*Task statement*. Extract every line of the records below that contains the string "wooden", matching case exactly.

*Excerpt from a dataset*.
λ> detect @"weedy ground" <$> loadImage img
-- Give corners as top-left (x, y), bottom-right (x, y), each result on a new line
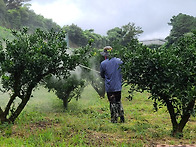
top-left (0, 86), bottom-right (196, 147)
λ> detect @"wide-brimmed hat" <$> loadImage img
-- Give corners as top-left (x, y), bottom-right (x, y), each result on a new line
top-left (100, 46), bottom-right (112, 57)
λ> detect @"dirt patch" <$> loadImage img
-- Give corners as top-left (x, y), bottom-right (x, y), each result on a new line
top-left (86, 130), bottom-right (125, 146)
top-left (12, 118), bottom-right (59, 137)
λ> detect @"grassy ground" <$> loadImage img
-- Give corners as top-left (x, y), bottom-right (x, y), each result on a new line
top-left (0, 86), bottom-right (196, 147)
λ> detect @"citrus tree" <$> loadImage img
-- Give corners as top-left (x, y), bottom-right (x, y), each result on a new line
top-left (121, 33), bottom-right (196, 136)
top-left (0, 28), bottom-right (86, 123)
top-left (44, 75), bottom-right (85, 108)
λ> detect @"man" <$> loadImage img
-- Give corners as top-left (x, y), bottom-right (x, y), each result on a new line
top-left (100, 46), bottom-right (125, 123)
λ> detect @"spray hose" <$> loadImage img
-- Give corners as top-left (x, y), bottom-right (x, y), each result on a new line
top-left (79, 64), bottom-right (100, 74)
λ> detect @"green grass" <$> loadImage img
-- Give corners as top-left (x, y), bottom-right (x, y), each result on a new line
top-left (0, 86), bottom-right (196, 147)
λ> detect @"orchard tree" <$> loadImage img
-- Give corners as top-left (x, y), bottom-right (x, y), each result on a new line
top-left (107, 23), bottom-right (143, 47)
top-left (0, 28), bottom-right (86, 123)
top-left (121, 33), bottom-right (196, 136)
top-left (166, 13), bottom-right (196, 45)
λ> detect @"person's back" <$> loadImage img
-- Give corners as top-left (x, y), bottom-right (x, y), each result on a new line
top-left (100, 46), bottom-right (125, 123)
top-left (100, 57), bottom-right (122, 92)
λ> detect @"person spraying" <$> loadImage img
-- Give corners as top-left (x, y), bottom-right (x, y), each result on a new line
top-left (100, 46), bottom-right (125, 123)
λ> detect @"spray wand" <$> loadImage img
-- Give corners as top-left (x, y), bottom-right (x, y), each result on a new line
top-left (79, 64), bottom-right (100, 74)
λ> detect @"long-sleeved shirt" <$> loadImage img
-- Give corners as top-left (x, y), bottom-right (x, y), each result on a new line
top-left (100, 57), bottom-right (123, 92)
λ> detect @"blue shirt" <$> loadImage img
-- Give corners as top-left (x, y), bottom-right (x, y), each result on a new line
top-left (100, 57), bottom-right (123, 92)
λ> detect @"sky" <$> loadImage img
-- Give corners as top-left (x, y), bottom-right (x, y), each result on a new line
top-left (29, 0), bottom-right (196, 40)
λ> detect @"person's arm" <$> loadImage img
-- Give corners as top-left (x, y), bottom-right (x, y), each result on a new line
top-left (100, 65), bottom-right (105, 78)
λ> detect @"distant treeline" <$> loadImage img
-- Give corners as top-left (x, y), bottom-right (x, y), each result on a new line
top-left (0, 0), bottom-right (60, 31)
top-left (0, 0), bottom-right (196, 48)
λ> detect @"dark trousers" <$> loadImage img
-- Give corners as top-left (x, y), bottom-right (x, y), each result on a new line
top-left (107, 91), bottom-right (125, 123)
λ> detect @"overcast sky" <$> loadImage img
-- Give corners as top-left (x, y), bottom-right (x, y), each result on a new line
top-left (30, 0), bottom-right (196, 40)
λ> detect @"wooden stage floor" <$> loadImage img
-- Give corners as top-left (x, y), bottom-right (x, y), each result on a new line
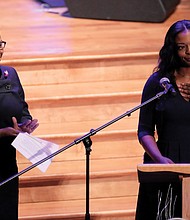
top-left (0, 0), bottom-right (190, 60)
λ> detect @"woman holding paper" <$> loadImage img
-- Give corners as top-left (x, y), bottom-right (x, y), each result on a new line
top-left (0, 37), bottom-right (39, 220)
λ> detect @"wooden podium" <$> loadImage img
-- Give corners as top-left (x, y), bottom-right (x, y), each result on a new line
top-left (137, 164), bottom-right (190, 220)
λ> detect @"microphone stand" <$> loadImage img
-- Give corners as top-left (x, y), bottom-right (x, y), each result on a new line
top-left (0, 88), bottom-right (168, 220)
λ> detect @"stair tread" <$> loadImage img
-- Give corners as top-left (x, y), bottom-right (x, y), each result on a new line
top-left (24, 79), bottom-right (145, 99)
top-left (19, 196), bottom-right (136, 218)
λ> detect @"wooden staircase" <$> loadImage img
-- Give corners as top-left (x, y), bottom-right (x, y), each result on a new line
top-left (0, 0), bottom-right (190, 220)
top-left (2, 54), bottom-right (156, 220)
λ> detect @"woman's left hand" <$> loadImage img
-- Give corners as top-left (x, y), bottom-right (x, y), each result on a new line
top-left (12, 117), bottom-right (39, 134)
top-left (178, 83), bottom-right (190, 101)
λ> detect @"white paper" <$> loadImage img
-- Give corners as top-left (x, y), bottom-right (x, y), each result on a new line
top-left (12, 133), bottom-right (59, 172)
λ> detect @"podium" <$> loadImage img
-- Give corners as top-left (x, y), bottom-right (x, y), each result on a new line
top-left (137, 164), bottom-right (190, 220)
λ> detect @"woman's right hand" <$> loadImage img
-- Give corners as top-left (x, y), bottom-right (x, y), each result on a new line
top-left (155, 156), bottom-right (174, 164)
top-left (0, 127), bottom-right (19, 137)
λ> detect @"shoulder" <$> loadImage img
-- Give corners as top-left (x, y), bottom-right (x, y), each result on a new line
top-left (0, 65), bottom-right (18, 78)
top-left (143, 72), bottom-right (163, 97)
top-left (0, 65), bottom-right (16, 72)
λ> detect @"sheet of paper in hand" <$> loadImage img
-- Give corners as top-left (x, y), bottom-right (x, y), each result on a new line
top-left (12, 133), bottom-right (59, 172)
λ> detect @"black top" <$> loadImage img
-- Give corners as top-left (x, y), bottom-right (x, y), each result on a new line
top-left (138, 73), bottom-right (190, 163)
top-left (0, 66), bottom-right (32, 178)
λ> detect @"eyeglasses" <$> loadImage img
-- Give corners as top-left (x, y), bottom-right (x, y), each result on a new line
top-left (0, 41), bottom-right (6, 49)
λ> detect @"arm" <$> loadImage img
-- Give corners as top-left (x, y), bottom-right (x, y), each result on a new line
top-left (138, 74), bottom-right (173, 163)
top-left (140, 135), bottom-right (173, 164)
top-left (177, 83), bottom-right (190, 101)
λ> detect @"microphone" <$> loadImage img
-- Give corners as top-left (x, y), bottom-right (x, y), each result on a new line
top-left (160, 77), bottom-right (176, 96)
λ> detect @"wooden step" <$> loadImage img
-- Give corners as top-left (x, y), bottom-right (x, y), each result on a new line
top-left (19, 196), bottom-right (136, 220)
top-left (1, 53), bottom-right (157, 86)
top-left (17, 132), bottom-right (143, 168)
top-left (24, 79), bottom-right (145, 101)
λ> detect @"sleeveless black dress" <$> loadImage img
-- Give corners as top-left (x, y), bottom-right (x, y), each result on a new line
top-left (0, 66), bottom-right (32, 220)
top-left (136, 73), bottom-right (190, 220)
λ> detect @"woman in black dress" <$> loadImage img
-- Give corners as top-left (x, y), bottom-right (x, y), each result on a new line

*The answer*.
λ> detect @"wooden stage floor" <$> loadImage img
λ> detect @"wooden podium" <$> loadImage img
λ> detect @"wooden staircase" <$> loadImage img
λ> detect @"wooden step" <$> loadImage img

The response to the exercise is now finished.